═════ Supplied material ═════

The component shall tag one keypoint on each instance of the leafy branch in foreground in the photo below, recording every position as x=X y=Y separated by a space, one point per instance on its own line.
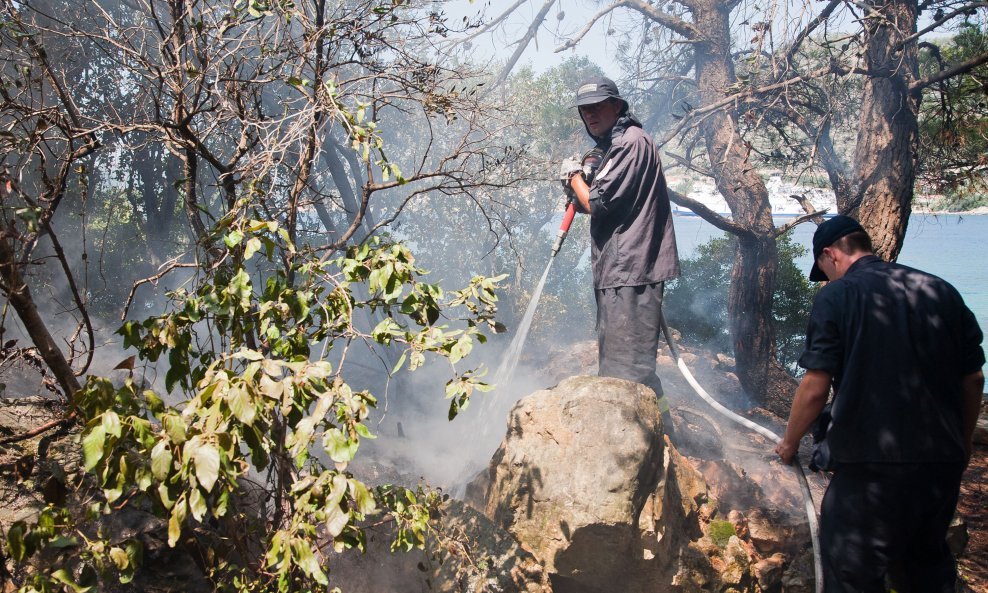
x=264 y=436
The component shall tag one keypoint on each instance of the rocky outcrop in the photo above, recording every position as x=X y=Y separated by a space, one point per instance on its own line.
x=585 y=480
x=573 y=474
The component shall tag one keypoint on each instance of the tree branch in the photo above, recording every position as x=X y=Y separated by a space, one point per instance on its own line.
x=956 y=70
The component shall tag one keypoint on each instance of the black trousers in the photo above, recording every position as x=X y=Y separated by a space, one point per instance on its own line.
x=628 y=326
x=890 y=521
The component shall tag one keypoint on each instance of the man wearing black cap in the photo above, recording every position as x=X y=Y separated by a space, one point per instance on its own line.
x=633 y=246
x=903 y=354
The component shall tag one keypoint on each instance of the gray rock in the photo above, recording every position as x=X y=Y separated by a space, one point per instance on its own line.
x=573 y=474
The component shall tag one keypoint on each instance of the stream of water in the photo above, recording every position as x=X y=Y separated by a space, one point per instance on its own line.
x=507 y=368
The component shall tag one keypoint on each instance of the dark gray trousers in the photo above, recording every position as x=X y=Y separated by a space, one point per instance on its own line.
x=889 y=520
x=628 y=326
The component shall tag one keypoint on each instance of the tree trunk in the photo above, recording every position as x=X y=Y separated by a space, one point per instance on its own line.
x=756 y=259
x=885 y=155
x=19 y=296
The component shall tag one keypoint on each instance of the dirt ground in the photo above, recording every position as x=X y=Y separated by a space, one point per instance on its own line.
x=973 y=564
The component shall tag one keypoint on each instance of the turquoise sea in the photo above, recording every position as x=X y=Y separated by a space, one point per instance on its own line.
x=951 y=246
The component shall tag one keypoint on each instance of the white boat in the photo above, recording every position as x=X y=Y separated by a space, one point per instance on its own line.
x=779 y=196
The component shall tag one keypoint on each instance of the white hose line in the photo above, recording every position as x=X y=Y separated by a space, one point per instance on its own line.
x=804 y=486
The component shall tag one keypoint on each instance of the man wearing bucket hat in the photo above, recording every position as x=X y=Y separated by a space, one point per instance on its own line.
x=903 y=354
x=633 y=245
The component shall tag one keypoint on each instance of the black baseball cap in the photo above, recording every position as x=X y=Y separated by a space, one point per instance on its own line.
x=595 y=90
x=826 y=235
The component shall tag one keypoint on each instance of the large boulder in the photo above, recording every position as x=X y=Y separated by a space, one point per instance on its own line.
x=465 y=553
x=573 y=474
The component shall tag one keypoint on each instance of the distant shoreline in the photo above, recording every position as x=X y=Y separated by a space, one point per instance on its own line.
x=979 y=211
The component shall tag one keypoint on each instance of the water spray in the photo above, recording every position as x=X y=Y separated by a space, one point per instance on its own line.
x=804 y=485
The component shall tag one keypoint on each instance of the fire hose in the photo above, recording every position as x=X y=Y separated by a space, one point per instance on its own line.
x=591 y=161
x=804 y=485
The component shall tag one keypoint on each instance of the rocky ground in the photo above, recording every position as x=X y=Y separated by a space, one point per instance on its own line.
x=973 y=563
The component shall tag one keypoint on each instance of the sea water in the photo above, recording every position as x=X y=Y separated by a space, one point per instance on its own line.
x=951 y=246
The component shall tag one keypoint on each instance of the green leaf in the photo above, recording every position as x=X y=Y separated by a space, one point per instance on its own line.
x=253 y=245
x=65 y=577
x=119 y=557
x=233 y=238
x=401 y=361
x=207 y=461
x=175 y=522
x=363 y=497
x=15 y=542
x=161 y=460
x=339 y=448
x=92 y=447
x=174 y=427
x=197 y=504
x=241 y=404
x=111 y=423
x=336 y=520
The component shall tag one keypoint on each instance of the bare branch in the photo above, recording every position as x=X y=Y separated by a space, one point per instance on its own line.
x=962 y=68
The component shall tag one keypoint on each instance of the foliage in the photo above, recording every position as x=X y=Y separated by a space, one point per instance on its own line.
x=721 y=532
x=696 y=302
x=954 y=122
x=259 y=399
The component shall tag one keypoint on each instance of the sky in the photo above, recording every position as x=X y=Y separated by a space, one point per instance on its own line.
x=540 y=54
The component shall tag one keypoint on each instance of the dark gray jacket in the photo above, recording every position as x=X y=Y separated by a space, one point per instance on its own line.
x=632 y=239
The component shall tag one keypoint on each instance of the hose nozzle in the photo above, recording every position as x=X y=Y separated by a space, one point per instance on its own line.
x=564 y=227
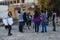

═════

Please repeat the records above word for word, and do not include the pictures.

> **Response**:
The component shall tag one keypoint on each instance of the leafy branch in foreground in the photo below, recording every position as x=X y=Y separated by a space, one point per instance on its own line.
x=264 y=436
The component shall tag one keypoint on each instance of the rocky outcrop in the photo above, recording every position as x=X y=Y separated by a space, one point per instance on its own line.
x=585 y=480
x=573 y=474
The component shall tag one keypoint on each instance of the tree branch in the photo above, recording every position as x=X y=Y separated by a space, one point per instance on its own line.
x=956 y=70
The component shall tag one keypoint on each instance of the black trousers in the photo above, recording every position as x=X y=Y separated by a space, one point per instance on its own line.
x=628 y=326
x=890 y=521
The component shall tag one keypoint on each instance of the man wearing black cap in the photo above, recording every position as x=X y=Y separated by a space, one point per instance on its own line.
x=633 y=246
x=903 y=354
The component shall tag one keypoint on each instance of the gray rock in the photo above, recording every position as x=X y=Y separated by a space, one point per instance on its own line.
x=573 y=474
The component shall tag one keypoint on each instance of the stream of water in the photo above, recording every position as x=X y=Y separated by a space, one point per instance on its own line.
x=507 y=368
The component shall tag one keypoint on each instance of the dark gray trousers in the photo above, recording every position as x=X y=Y separated by a space, one point per instance on its own line.
x=889 y=520
x=628 y=326
The component shall tag one keypoint on each instance of the tree trunk in the photo above, recording every position as x=X y=Y separated by a space, one point per instance on its own line.
x=756 y=259
x=885 y=155
x=19 y=296
The component shall tag one keypoint on each instance of the dirt ground in the photo above, recording every position as x=X y=Y separated by a space, one point per instance on its own line.
x=973 y=564
The component shall tag one keypoint on each instance of the turquoise sea in the photo above, recording every position as x=X y=Y separated by a space, one point per instance on its own line.
x=951 y=246
The component shall tag one keypoint on each instance of the white boat in the photo above, recording every position as x=X y=Y separated by a space, one point per instance on its own line.
x=779 y=196
The component shall tag one keypoint on each instance of the white hose line in the photo above, recording every position as x=X y=Y separated by a space, one point per instance on its own line.
x=804 y=486
The component shall tag one keypoint on each instance of the man wearing bucket hat in the photo above, recording every position as x=X y=Y separated by a space, one point per instance on its own line.
x=903 y=354
x=633 y=245
The component shall tag one keypoint on each instance of the black baseball cap in the photo above, recording every position as x=X y=Y separated by a space, one point per instance on its own line.
x=595 y=90
x=826 y=235
The component shall tag one keypoint on each instance of the large boulder in the photo above, recording every position as x=X y=Y separated by a space, one point per instance on its own line.
x=465 y=553
x=573 y=474
The component shall tag one keypoint on each instance of the distant shoreline in the photo above, recording every position as x=X y=Y separated by a space, one point per instance on its own line.
x=979 y=211
The component shall tag one keypoint on each instance of the water spray in the photo above, recording every position as x=X y=Y separated by a space, one point per instance on its own line.
x=804 y=485
The component shall tag one keypoint on each instance of the fire hose in the photo above, recording every position as x=X y=Y separated by a space, one point per instance on its own line.
x=591 y=161
x=804 y=485
The component shall tag one keypoint on each instance of the rocky ground in the photo above, recording every position as x=X y=Y separated by a space, one point per instance on its own line.
x=973 y=563
The component shall tag one keypoint on each instance of the sea water in the photo above, recording every position as x=X y=Y separated by a space, one point per instance on its own line.
x=951 y=246
The component shall tag one keypoint on each instance of the green leaf in the photo above, recording every position as x=X y=Y separated by a space, one point per instance on its own line.
x=253 y=245
x=65 y=577
x=119 y=557
x=233 y=238
x=401 y=361
x=207 y=461
x=175 y=522
x=363 y=497
x=15 y=542
x=161 y=460
x=339 y=448
x=92 y=447
x=174 y=427
x=197 y=504
x=241 y=404
x=111 y=423
x=336 y=520
The component shall tag one keypoint on each instance of the bare branch in the photo above, recording every position as x=X y=Y separated by a space, one point per instance on its own line.
x=962 y=68
The component shall tag one keypoint on each instance of the foliage in the photo above, recording every position as x=X y=Y separated by a space, one point per instance on its own line.
x=721 y=532
x=696 y=302
x=954 y=122
x=259 y=399
The component shall tag one keypoint on each instance of the sky in the photo above, recording every position as x=X y=Y separated by a space, one point per instance on its own line.
x=540 y=54
The component shall tag one keypoint on each instance of the dark gray jacket in the photo above, recording every position as x=X y=Y separated by a space, one point per instance on its own line.
x=632 y=239
The component shall tag one keypoint on each instance of the hose nozzle in the photo above, recording every position as x=X y=Y separated by a space, one point per instance on its own line.
x=564 y=227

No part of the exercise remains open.